PROVIDED RECORDS
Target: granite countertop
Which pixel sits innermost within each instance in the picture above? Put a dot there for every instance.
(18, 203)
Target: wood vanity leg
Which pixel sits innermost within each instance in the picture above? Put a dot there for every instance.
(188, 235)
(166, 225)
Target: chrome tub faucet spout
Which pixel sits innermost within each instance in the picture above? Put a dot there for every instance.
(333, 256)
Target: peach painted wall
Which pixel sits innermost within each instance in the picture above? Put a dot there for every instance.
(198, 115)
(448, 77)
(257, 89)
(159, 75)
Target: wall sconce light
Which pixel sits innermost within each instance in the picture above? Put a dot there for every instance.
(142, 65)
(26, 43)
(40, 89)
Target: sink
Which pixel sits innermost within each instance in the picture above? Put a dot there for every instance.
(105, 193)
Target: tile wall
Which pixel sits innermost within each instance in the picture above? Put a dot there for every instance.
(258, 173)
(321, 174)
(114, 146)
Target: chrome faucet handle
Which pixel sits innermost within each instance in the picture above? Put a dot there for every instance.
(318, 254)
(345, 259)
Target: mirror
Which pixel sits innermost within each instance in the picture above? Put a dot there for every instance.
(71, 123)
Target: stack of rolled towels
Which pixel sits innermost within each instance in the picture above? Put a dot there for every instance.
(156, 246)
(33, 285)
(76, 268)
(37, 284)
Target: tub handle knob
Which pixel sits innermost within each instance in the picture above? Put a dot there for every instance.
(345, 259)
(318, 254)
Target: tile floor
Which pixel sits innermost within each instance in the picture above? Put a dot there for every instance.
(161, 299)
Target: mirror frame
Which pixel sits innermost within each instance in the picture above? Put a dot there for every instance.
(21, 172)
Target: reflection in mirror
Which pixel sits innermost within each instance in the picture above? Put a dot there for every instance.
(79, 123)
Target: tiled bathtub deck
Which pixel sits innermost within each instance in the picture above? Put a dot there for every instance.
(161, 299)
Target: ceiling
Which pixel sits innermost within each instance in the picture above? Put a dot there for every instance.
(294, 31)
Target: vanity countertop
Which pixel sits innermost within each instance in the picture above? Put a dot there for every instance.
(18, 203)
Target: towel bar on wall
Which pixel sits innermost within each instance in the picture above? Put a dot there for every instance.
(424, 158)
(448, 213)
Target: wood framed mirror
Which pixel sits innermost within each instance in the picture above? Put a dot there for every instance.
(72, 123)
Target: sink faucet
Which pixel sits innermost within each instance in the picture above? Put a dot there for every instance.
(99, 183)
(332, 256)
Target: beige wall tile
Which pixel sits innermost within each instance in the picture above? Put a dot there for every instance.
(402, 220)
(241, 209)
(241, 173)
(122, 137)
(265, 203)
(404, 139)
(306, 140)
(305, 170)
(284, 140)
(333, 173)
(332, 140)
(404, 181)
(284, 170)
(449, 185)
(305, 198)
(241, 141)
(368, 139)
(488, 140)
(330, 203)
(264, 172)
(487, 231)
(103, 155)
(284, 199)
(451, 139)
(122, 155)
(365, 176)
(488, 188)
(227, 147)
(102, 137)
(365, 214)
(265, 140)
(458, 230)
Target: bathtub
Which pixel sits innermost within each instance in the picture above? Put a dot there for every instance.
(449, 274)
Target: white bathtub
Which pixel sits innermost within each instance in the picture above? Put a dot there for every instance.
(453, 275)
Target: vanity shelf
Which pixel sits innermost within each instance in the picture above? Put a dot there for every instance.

ACTIVITY
Up to and including the line that holds "Target: chrome tub faucet spout", reproduce the records above exactly from their first line, and give nothing else.

WRITTEN REPLY
Target: granite countertop
Which pixel sits innermost within each instance in the picture above? Put a dot there for every instance.
(18, 203)
Target: wood vanity leg
Which pixel sits innermost within each instance in the picture above? Put a dot there for every instance.
(188, 235)
(166, 225)
Target: chrome tub faucet spout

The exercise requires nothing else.